> **AIM OF THE EXERCISE**:
When the line with "Query: white painted silo" is found, repeat it and all lines that follow it exactly, stopping at the end of the listing.

[[ RECORDS FOR THE EXERCISE open ]]

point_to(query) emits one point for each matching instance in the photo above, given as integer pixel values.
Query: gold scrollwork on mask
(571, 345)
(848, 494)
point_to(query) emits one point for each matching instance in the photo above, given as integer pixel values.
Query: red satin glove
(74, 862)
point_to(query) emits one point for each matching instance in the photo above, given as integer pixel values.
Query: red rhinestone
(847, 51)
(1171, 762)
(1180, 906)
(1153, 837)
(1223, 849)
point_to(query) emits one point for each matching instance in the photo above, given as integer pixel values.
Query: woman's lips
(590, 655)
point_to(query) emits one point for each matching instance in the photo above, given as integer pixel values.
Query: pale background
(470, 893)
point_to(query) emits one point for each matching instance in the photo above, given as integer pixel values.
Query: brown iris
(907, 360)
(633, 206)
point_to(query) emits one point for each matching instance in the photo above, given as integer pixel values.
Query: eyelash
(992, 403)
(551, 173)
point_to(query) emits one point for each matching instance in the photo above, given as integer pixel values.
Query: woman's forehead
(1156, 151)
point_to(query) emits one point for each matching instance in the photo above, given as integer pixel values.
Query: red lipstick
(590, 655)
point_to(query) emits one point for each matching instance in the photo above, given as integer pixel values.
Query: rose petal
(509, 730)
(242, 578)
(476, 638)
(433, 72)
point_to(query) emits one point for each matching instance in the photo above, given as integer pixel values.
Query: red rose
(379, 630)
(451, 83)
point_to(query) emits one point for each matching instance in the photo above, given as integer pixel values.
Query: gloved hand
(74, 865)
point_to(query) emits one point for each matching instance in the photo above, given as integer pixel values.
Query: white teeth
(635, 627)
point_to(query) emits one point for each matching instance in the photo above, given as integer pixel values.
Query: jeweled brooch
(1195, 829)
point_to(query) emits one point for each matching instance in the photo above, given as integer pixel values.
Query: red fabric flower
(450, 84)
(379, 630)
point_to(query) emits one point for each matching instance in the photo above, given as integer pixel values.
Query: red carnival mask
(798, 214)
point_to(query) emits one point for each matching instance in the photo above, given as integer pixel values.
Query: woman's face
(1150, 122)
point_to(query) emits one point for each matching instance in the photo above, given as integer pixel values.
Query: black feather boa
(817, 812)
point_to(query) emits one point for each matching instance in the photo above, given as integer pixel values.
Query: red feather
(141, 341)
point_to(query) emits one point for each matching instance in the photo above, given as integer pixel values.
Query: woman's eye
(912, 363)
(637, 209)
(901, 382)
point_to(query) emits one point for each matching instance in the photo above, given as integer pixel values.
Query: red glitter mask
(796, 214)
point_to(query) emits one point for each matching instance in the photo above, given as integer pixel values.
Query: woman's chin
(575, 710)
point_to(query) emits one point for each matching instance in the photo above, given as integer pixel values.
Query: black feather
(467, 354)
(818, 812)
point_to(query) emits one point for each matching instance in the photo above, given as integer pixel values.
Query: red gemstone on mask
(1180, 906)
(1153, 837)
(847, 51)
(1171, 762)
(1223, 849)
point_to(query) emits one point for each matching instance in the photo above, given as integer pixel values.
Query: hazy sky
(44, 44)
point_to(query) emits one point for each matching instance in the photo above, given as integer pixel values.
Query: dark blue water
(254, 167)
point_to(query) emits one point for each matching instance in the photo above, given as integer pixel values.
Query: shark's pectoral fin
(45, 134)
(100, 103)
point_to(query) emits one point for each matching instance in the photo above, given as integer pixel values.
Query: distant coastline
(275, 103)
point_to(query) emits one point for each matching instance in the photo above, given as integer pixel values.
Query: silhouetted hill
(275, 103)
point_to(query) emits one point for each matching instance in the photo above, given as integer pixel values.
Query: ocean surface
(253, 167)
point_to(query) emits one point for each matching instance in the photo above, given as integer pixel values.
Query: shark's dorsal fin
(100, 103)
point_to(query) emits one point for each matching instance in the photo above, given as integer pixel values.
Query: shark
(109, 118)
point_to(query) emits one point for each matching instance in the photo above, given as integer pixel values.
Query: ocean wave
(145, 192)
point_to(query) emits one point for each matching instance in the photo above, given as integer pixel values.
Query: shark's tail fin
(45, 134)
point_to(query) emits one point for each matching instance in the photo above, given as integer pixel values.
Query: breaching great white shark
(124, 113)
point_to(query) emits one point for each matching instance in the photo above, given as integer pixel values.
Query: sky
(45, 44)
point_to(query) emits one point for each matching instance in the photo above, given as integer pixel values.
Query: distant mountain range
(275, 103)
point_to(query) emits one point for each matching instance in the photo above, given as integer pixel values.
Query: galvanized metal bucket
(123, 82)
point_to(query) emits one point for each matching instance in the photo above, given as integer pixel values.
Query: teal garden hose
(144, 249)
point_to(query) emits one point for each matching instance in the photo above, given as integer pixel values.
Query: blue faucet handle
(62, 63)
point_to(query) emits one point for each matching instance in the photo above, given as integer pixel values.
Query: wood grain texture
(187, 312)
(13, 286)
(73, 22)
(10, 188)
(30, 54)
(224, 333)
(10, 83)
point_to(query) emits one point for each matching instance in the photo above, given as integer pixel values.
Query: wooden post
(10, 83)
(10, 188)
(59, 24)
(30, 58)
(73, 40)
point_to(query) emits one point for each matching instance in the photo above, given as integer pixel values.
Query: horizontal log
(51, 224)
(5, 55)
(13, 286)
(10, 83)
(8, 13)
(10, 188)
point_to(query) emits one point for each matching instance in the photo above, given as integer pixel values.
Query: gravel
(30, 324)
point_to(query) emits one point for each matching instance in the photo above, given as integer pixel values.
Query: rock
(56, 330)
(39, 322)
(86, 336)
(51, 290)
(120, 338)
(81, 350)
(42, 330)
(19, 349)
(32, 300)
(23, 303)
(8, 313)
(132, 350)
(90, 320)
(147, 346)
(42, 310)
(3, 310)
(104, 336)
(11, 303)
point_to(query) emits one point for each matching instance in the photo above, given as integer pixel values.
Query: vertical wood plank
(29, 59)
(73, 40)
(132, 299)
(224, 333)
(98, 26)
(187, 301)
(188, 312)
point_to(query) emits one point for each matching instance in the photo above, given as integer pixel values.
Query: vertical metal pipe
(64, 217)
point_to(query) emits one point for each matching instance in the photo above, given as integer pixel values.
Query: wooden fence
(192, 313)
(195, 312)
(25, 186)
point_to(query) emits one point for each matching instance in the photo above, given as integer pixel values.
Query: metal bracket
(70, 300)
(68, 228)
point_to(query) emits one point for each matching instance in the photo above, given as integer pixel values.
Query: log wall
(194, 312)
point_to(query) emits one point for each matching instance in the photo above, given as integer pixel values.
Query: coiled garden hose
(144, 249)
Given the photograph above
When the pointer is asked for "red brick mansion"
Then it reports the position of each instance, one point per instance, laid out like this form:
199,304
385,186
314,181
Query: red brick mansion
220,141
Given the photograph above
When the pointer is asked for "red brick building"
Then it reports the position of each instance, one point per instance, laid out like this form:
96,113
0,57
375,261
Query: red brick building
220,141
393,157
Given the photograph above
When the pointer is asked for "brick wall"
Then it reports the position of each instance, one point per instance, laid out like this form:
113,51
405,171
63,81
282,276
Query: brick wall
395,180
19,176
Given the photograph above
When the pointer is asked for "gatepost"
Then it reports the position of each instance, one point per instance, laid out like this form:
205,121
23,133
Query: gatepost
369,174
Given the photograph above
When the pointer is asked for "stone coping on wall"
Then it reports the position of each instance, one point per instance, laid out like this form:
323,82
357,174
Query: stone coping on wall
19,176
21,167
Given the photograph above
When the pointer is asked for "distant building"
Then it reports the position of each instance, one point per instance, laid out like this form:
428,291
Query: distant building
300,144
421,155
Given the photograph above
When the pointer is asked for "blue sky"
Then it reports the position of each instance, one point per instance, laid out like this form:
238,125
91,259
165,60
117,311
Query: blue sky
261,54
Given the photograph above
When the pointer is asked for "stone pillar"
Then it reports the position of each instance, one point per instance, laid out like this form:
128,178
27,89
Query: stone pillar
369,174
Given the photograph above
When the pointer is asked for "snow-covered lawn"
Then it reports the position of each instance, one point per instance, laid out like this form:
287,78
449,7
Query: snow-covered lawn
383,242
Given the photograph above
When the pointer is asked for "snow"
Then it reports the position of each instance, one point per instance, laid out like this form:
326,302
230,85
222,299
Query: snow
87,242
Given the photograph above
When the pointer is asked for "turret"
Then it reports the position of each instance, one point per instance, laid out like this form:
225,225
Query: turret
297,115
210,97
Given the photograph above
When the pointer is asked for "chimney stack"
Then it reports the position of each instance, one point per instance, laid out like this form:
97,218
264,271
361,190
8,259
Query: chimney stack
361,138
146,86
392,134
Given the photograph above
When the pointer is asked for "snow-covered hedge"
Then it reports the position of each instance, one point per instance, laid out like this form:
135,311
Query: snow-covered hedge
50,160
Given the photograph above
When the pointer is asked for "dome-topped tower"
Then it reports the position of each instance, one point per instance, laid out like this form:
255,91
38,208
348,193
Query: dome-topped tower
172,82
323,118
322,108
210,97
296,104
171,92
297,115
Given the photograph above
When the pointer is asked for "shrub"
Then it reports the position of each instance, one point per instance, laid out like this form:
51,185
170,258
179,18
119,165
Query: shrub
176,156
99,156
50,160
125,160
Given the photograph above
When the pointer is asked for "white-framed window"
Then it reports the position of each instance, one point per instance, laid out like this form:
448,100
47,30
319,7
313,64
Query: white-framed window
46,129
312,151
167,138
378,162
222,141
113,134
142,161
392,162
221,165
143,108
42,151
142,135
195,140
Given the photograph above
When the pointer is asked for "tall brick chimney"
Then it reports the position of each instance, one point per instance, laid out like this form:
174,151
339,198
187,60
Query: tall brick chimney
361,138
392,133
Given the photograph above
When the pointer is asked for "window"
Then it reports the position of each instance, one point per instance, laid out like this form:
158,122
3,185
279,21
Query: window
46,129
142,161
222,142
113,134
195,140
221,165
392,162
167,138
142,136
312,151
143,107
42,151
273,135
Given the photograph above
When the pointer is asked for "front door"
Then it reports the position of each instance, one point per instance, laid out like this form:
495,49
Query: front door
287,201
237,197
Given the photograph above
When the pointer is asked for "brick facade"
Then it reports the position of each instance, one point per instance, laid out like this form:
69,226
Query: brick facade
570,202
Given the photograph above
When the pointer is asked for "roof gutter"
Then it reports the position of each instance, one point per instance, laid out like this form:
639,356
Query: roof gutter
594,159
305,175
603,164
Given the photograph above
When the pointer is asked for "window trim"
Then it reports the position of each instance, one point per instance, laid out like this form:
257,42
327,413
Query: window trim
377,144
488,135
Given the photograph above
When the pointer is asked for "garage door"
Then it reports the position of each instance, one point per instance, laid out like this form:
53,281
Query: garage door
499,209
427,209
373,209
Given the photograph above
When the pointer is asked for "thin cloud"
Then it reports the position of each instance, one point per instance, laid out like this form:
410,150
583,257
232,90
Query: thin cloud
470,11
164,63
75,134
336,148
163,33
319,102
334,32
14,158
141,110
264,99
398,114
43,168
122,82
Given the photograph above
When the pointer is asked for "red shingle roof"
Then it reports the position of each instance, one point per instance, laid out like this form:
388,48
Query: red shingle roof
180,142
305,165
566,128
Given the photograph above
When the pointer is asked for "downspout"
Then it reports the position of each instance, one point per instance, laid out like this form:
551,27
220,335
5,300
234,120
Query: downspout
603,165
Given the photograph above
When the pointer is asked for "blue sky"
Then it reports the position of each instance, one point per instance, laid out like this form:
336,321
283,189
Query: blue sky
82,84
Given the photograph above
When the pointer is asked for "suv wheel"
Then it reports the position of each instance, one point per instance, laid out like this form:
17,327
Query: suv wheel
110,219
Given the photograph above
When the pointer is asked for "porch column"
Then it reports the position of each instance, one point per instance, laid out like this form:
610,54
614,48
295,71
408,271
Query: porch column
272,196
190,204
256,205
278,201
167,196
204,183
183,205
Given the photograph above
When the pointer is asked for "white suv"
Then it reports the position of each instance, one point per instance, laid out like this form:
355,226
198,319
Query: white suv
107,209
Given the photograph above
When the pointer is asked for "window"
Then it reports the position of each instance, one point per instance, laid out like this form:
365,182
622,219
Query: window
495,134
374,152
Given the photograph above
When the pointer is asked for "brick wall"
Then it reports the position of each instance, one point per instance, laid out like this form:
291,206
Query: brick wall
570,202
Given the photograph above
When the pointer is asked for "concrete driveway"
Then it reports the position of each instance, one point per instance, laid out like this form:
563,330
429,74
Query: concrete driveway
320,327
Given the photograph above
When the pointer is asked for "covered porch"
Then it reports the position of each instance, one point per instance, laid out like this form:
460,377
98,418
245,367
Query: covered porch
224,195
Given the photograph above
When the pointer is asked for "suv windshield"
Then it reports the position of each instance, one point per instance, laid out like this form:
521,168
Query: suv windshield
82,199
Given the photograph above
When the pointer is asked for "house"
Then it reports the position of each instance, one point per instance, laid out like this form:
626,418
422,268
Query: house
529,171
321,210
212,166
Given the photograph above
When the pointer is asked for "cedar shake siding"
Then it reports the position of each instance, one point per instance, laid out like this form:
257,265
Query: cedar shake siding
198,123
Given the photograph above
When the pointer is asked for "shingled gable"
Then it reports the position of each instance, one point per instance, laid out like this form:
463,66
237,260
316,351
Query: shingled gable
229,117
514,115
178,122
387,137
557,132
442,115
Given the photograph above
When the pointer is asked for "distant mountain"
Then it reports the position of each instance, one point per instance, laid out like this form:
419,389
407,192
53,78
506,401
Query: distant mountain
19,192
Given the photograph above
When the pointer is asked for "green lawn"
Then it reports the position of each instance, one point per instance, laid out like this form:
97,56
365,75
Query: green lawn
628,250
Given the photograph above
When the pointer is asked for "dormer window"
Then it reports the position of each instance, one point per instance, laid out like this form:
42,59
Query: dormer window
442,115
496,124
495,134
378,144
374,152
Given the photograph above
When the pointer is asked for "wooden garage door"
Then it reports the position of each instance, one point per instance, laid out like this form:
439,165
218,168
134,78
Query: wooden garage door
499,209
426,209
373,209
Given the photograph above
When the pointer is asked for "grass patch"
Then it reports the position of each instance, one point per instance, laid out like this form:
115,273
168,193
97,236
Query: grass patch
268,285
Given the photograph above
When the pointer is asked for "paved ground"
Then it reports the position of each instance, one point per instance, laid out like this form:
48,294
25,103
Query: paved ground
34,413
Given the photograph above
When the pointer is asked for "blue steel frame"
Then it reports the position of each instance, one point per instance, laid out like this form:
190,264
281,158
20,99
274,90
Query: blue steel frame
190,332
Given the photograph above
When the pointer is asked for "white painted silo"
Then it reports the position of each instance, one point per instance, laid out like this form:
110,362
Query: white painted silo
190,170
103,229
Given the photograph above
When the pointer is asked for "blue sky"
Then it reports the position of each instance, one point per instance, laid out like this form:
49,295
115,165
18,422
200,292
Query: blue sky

[[ RECORDS FOR THE EXERCISE closed ]]

> **OUTPUT**:
Query: white painted silo
190,170
103,229
Given the photograph above
When the pointer is asked for "blue sky"
Then it reports the position of each instance, one point per instance, laid out like this form:
49,295
115,165
18,422
200,292
Query: blue sky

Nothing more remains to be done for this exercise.